Rewrite the lines below with every "reindeer" changed to "caribou" and nothing else altered. Leave the pictures out of your answer.

========================

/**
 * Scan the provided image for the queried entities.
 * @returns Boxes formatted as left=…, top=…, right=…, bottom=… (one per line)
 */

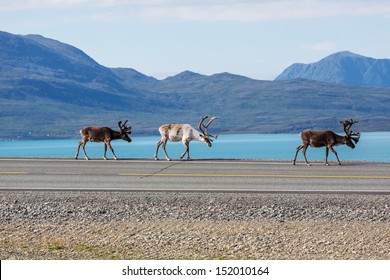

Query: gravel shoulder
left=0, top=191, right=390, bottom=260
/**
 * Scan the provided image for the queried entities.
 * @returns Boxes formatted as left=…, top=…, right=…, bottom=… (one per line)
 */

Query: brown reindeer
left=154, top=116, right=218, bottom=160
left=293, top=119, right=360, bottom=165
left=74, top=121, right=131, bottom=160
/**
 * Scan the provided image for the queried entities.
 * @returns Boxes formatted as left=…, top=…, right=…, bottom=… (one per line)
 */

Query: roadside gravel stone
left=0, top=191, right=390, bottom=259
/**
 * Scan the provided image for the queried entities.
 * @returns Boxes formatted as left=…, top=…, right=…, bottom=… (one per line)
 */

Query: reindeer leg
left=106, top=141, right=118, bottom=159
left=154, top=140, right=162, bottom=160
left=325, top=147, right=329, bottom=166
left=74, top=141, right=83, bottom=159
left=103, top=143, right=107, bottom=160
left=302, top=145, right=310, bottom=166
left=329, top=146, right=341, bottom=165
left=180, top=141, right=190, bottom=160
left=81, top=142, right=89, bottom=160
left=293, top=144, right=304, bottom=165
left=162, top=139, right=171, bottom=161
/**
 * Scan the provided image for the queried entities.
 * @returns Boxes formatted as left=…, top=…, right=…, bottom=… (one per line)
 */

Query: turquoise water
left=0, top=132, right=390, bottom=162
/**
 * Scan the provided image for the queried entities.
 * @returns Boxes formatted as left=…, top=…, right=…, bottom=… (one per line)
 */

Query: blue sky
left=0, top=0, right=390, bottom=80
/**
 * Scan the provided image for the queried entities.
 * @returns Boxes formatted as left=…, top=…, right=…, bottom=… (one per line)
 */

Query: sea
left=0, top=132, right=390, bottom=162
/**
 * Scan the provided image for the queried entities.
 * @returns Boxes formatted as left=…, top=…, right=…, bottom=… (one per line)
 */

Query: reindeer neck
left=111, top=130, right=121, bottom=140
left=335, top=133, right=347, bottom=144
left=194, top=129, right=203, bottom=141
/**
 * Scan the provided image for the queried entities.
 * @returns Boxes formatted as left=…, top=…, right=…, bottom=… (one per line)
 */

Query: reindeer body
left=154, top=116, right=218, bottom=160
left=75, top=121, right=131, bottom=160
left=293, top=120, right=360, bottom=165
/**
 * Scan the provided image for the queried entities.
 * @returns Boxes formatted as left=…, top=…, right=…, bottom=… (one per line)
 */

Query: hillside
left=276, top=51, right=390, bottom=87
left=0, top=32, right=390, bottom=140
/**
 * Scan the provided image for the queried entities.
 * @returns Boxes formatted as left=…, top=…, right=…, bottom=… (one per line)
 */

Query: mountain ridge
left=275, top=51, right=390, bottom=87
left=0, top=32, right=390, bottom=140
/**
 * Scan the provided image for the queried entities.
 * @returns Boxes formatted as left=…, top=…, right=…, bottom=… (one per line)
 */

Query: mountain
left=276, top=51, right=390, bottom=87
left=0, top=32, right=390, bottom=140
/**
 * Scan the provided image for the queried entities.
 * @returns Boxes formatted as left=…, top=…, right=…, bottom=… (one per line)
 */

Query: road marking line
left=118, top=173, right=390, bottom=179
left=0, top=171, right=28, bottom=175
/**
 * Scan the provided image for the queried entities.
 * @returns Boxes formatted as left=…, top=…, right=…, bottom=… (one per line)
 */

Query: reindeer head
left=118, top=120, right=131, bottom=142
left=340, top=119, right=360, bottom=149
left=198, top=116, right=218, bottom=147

========================

- [OUTPUT FOR THIS EXERCISE]
/**
 * Scan the provided image for the queried entities.
 * @returns Boxes formatted as left=…, top=…, right=…, bottom=… (one per line)
 */


Query: gravel shoulder
left=0, top=191, right=390, bottom=260
/**
 * Scan the provided image for the queried entities.
 * @returns Boxes formatted as left=…, top=…, right=…, bottom=… (one per line)
 */

Query: brown caribou
left=154, top=116, right=218, bottom=160
left=293, top=119, right=360, bottom=165
left=74, top=121, right=131, bottom=160
/**
 * Scan the provided image for the queried entities.
 * @returns Boxes formatted as left=…, top=…, right=…, bottom=… (one per line)
 */

Query: roadside gravel stone
left=0, top=191, right=390, bottom=259
/**
 * Scan the provided image for the queried entities.
 * @returns Boxes formatted as left=…, top=…, right=…, bottom=… (one per line)
 */

Query: caribou leg
left=106, top=141, right=118, bottom=159
left=154, top=140, right=162, bottom=160
left=325, top=147, right=329, bottom=166
left=74, top=141, right=83, bottom=159
left=103, top=143, right=107, bottom=160
left=302, top=145, right=310, bottom=166
left=329, top=146, right=341, bottom=165
left=180, top=141, right=190, bottom=160
left=81, top=142, right=89, bottom=160
left=293, top=144, right=304, bottom=165
left=162, top=139, right=171, bottom=161
/**
 * Scan the provided image for the queried entities.
 * @returns Boxes formatted as left=…, top=…, right=…, bottom=… (one per line)
 */

Query: turquoise water
left=0, top=132, right=390, bottom=162
/**
 * Scan the provided image for the queried entities.
 * @returns Boxes formatted as left=…, top=…, right=…, bottom=… (one per line)
 */

Query: blue sky
left=0, top=0, right=390, bottom=80
/**
 * Scan the provided image for the queried entities.
 * @returns Boxes formatted as left=…, top=…, right=…, bottom=… (one per line)
 */

Query: sea
left=0, top=132, right=390, bottom=162
/**
 * Scan the provided image for the queried entities.
 * @returns Boxes formatted as left=…, top=…, right=…, bottom=… (one per line)
 */

Query: caribou neck
left=111, top=130, right=121, bottom=140
left=335, top=133, right=347, bottom=144
left=194, top=129, right=203, bottom=141
/**
 * Scan the provided image for the queried entities.
 * @returns Boxes formatted as left=…, top=…, right=…, bottom=… (one per line)
 */

Query: caribou body
left=154, top=116, right=218, bottom=160
left=75, top=121, right=131, bottom=160
left=293, top=120, right=360, bottom=165
/**
 * Scan the provided image for the queried entities.
 * @returns Boxes formatted as left=…, top=…, right=…, bottom=… (one per line)
 */

Query: hillside
left=276, top=51, right=390, bottom=87
left=0, top=32, right=390, bottom=140
/**
 * Scan the provided image for the queried entities.
 * @returns Boxes formatted as left=…, top=…, right=…, bottom=… (one per line)
 */

Query: mountain ridge
left=275, top=51, right=390, bottom=87
left=0, top=32, right=390, bottom=140
/**
 * Scan the provided image for the queried entities.
 * @returns Boxes formatted as left=…, top=…, right=…, bottom=… (one per line)
 */

Query: mountain
left=276, top=51, right=390, bottom=87
left=0, top=32, right=390, bottom=140
/**
 * Scan the provided image for the queried entities.
 * @returns Boxes formatted as left=…, top=…, right=…, bottom=… (one per line)
 */

Query: road marking line
left=118, top=173, right=390, bottom=179
left=0, top=171, right=28, bottom=175
/**
 * Scan the provided image for the queried entities.
 * @returns Boxes formatted as left=…, top=…, right=…, bottom=… (one per line)
 */

Query: caribou head
left=118, top=120, right=131, bottom=142
left=340, top=119, right=360, bottom=149
left=198, top=116, right=218, bottom=147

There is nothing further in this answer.